*What the task asks:* Write out all of the entries exactly as given.

── Records to process

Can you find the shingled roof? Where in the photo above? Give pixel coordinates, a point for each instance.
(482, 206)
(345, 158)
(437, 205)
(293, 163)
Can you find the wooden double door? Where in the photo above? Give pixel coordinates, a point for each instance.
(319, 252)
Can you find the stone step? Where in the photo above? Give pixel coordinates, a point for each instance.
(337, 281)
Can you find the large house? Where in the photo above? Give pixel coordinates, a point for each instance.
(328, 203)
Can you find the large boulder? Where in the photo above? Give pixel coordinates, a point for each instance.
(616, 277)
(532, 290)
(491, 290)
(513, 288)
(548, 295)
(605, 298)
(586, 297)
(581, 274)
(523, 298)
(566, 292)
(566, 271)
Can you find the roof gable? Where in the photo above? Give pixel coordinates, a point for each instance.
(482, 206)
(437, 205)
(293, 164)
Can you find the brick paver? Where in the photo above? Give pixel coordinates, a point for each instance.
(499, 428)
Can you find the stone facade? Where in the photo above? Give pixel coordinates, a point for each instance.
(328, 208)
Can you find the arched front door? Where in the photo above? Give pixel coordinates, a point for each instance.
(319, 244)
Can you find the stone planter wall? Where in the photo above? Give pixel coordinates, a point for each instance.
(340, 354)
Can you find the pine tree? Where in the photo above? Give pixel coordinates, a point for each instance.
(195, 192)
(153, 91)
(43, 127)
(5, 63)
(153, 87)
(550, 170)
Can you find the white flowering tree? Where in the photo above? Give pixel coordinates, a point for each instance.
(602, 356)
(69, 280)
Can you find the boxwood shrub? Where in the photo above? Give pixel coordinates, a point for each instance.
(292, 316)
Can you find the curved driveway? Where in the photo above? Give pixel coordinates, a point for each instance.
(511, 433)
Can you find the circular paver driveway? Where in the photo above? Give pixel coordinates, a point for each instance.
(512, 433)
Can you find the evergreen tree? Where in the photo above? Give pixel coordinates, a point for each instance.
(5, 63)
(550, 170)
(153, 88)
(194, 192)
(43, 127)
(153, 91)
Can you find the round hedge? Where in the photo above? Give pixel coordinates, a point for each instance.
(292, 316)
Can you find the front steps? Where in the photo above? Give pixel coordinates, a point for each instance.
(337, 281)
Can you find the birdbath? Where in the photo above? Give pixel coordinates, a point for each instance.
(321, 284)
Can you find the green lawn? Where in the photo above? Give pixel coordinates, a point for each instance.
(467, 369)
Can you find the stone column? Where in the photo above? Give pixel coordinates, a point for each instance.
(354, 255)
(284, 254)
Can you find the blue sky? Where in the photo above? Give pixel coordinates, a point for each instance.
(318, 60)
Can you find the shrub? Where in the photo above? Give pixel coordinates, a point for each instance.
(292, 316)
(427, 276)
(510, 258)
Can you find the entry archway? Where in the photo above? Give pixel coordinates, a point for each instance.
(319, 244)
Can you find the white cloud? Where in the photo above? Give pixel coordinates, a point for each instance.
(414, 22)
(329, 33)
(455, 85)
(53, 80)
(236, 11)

────

*Result:*
Can you find the shingled roof? Where in the photo above? Give pixel coordinates, a point for each instance.
(482, 206)
(345, 158)
(437, 205)
(293, 163)
Can you find the wooden double door? Where in the photo above? Give pixel coordinates, a point for each instance.
(319, 252)
Can you find the stone step? Where in the photo above? Give pixel coordinates, a point for each instance.
(337, 281)
Can you find the large house? Where in the photo above? Give pixel coordinates, a point for each instance.
(328, 203)
Can you find the large boulder? Where in the photo above? Give pixel coordinates, a point for each instance.
(616, 277)
(532, 290)
(491, 290)
(513, 288)
(548, 295)
(605, 298)
(586, 297)
(581, 274)
(523, 298)
(566, 292)
(566, 271)
Can you find the roof gable? Where in the photo above? Give pixel coordinates, a point for each instance.
(482, 206)
(437, 205)
(293, 164)
Can you find the brick paver? Where in the photo above? Give pixel coordinates, a point for each instance.
(499, 428)
Can you find the stone facade? Where in the photo above? Give pixel coordinates, a point for each instance.
(328, 208)
Can you find the arched front door? Where in the photo above? Give pixel coordinates, a point for each instance.
(319, 244)
Can you find the stone planter wall? Where in the photo above? Give pixel coordinates, a point for each instance.
(340, 354)
Can you find the pine tree? Where in the photo above? Give pixel coordinates, a point for each instance.
(195, 192)
(153, 91)
(43, 127)
(5, 63)
(153, 87)
(550, 170)
Can you find the white flowering tree? Where in the photo above? Give pixel coordinates, a point for each instance.
(602, 356)
(69, 280)
Can you find the boxwood shrub? Where in the photo above? Give pixel coordinates, a point for each instance.
(292, 316)
Can you find the curved driveway? Where in the photo above? Give pixel coordinates, a point for each instance.
(511, 433)
Can you find the circular paver driveway? Where in the photo above? Give pixel coordinates, a point for each instance.
(512, 433)
Can you find the evergreen tree? Where in the photo above? Give pixel coordinates, a point for each instance.
(5, 63)
(550, 170)
(153, 88)
(194, 192)
(43, 127)
(153, 91)
Can you find the round hedge? Where in the photo above? Give pixel coordinates, a point for each instance.
(292, 316)
Can you find the front steps? Where in the photo above? Give pixel coordinates, a point for each instance.
(337, 281)
Can you find the birdbath? Where in the photo above? Give pixel coordinates, a point for each instance.
(321, 284)
Can you find the green lawn? Where in the photo above? Give pixel coordinates, a point for each instance.
(467, 369)
Can you find the stone column? Where in the photo above? Give pixel coordinates, a point for each instance.
(354, 255)
(284, 254)
Can you find the blue sky? Where in the photo above? Give pixel coordinates, a point for each instance.
(318, 60)
Can you find the shrub? Where in the photo above? Give pixel coordinates, a point for each instance.
(292, 316)
(427, 276)
(510, 258)
Can you find the entry archway? Where in the photo above? Give pixel coordinates, a point for each instance.
(319, 244)
Can you find the white cloud? Where in the photo above? Give pixel coordinates, a point for each instance.
(414, 22)
(329, 33)
(455, 85)
(53, 80)
(236, 11)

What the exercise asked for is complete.